START DATA RECORDS

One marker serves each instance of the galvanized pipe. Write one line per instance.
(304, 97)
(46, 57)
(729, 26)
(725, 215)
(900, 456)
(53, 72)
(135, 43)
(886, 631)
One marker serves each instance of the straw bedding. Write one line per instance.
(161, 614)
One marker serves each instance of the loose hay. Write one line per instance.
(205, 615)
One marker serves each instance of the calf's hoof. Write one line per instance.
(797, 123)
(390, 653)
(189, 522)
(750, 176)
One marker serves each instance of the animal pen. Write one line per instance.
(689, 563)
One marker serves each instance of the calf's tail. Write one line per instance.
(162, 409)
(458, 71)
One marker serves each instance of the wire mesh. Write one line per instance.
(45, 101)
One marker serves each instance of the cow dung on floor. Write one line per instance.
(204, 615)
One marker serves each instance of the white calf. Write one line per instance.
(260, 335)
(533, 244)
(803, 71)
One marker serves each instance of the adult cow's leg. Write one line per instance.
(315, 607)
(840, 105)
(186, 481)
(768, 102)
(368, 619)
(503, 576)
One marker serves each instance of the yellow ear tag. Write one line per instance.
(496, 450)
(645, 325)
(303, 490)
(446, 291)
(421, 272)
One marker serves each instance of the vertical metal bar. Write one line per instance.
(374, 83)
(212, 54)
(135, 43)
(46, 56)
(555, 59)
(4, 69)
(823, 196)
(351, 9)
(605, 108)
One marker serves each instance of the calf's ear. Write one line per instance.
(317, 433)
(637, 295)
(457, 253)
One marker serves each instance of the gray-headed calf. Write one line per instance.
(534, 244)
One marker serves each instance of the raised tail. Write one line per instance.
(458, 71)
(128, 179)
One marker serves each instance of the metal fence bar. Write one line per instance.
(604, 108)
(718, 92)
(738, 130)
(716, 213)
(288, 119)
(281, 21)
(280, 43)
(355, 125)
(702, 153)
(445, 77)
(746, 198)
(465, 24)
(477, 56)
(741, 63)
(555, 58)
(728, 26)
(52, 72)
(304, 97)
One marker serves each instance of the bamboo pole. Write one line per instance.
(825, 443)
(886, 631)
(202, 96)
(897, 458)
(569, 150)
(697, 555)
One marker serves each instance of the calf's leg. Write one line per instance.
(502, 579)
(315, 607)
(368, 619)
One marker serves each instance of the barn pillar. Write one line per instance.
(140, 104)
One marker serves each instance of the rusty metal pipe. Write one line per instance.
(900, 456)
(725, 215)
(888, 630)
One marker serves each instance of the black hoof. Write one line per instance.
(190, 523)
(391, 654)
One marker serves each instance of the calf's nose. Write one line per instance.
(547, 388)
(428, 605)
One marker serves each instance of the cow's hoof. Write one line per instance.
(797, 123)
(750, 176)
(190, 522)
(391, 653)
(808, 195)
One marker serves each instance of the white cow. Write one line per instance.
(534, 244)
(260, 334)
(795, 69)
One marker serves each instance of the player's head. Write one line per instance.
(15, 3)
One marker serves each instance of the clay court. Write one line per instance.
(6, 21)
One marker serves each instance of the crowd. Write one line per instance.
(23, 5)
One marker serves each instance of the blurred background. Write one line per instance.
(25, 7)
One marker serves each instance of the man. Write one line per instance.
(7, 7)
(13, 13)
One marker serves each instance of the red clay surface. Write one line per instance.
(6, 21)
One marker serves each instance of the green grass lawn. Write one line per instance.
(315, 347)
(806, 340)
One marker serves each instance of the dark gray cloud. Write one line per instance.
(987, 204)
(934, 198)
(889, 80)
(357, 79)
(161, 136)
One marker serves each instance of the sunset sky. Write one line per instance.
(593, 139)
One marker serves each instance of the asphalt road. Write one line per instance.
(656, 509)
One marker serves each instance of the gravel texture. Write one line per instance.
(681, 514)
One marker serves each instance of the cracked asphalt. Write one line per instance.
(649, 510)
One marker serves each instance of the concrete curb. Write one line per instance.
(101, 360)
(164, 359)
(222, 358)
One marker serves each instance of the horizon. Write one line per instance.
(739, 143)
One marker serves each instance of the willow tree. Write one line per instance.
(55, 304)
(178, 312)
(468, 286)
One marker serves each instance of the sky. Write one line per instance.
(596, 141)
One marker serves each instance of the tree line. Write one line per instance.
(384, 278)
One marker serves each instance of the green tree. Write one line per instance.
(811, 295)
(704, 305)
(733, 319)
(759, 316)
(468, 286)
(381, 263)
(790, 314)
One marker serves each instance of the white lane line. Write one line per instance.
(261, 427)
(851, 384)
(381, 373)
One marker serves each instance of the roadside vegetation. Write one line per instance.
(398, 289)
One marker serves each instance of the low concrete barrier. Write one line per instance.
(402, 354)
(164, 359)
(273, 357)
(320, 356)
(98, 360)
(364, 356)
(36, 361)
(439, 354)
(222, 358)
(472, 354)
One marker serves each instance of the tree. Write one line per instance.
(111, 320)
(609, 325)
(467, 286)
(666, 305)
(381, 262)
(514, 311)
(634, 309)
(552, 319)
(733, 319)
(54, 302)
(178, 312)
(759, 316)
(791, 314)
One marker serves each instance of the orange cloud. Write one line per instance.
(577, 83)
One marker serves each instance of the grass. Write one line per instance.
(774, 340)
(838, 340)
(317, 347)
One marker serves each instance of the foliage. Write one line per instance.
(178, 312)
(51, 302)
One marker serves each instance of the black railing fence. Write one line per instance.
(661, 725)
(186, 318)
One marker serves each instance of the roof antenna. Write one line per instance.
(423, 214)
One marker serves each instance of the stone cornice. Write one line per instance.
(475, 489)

END DATA RECORDS

Copy the material from the line containing "One marker serves each instance of the roadside" through the end of the material, including both ends and the request lines. In the answers, shift every coordinate by adding -124 to it.

One marker serves each instance of the roadside vegetation. Write one line per instance.
(274, 165)
One marker serves each instance of the low concrete barrier. Write one line per instance.
(278, 230)
(40, 235)
(149, 233)
(196, 232)
(-26, 236)
(240, 232)
(-88, 237)
(315, 230)
(98, 234)
(348, 230)
One marker serves each instance of the tree. Write one line per instance.
(-13, 196)
(485, 201)
(343, 162)
(542, 181)
(257, 138)
(390, 187)
(510, 185)
(428, 195)
(609, 195)
(-70, 178)
(54, 188)
(635, 192)
(667, 190)
One marker serves each instance of the orange cloud. Write one line per instance.
(453, -41)
One marker serves each instance of the grass. Write one line per instance.
(650, 216)
(714, 216)
(193, 223)
One marker serves each instance of the foliage. Write one line per instance.
(54, 188)
(-73, 178)
One marker serves each instance of the black railing fence. Write one line per instance.
(537, 601)
(62, 194)
One marker serves each instance of the roof antenna. Write one line per instance.
(299, 90)
One marker serves each instance of the stone cornice. Write one line per instance.
(351, 365)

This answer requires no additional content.